§ **Quoted passage**
= = =

In addition, the agency announced on Tuesday that because some wholesalers and distributors may have further distributed the recalled cantaloupes to food processors, additional products that contain cantaloupe from Jensen Farms are likely to be recalled—and they have been. Carol’s Cuts, a Kansas-based food processor, is recalling 594 pounds of fresh-cut cantaloupe packaged in 5-pound trays as chunks and as an ingredient in 8-ounce mixed fruit medley that was distributed in Kansas, Missouri and Nebraska. (For an image of the recalled cut cantaloupe packaging, see the FDA's website).

According to the CDC, Listeria is commonly found in soil and water, and typically crops up in meat and dairy products. But it can affect produce that passes through contaminated processing plants, where Listeria can live for years. Listeria can be killed during cooking, but that's not going to help disinfect contaminated cantaloupe.

= = =

§ **Records shown**
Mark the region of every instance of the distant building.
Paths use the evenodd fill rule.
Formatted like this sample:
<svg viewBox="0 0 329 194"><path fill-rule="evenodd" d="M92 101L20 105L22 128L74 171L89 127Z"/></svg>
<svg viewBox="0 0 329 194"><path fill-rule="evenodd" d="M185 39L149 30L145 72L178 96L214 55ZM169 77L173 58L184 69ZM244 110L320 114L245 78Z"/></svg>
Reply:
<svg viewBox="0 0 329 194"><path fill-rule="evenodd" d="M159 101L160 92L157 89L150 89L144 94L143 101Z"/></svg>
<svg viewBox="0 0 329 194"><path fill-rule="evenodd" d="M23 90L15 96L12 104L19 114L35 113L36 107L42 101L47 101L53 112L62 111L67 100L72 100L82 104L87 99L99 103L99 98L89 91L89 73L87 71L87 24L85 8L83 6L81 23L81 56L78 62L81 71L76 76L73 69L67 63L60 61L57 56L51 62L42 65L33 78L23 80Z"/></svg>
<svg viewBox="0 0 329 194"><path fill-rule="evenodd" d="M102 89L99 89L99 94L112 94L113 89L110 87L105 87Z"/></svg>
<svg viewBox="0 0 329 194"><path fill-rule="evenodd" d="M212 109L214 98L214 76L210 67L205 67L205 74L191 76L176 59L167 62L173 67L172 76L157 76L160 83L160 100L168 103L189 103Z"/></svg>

= = =

§ **Exercise**
Copy the passage on the cantaloupe recall and Listeria word for word, in full.

§ **Finished task**
In addition, the agency announced on Tuesday that because some wholesalers and distributors may have further distributed the recalled cantaloupes to food processors, additional products that contain cantaloupe from Jensen Farms are likely to be recalled—and they have been. Carol’s Cuts, a Kansas-based food processor, is recalling 594 pounds of fresh-cut cantaloupe packaged in 5-pound trays as chunks and as an ingredient in 8-ounce mixed fruit medley that was distributed in Kansas, Missouri and Nebraska. (For an image of the recalled cut cantaloupe packaging, see the FDA's website).

According to the CDC, Listeria is commonly found in soil and water, and typically crops up in meat and dairy products. But it can affect produce that passes through contaminated processing plants, where Listeria can live for years. Listeria can be killed during cooking, but that's not going to help disinfect contaminated cantaloupe.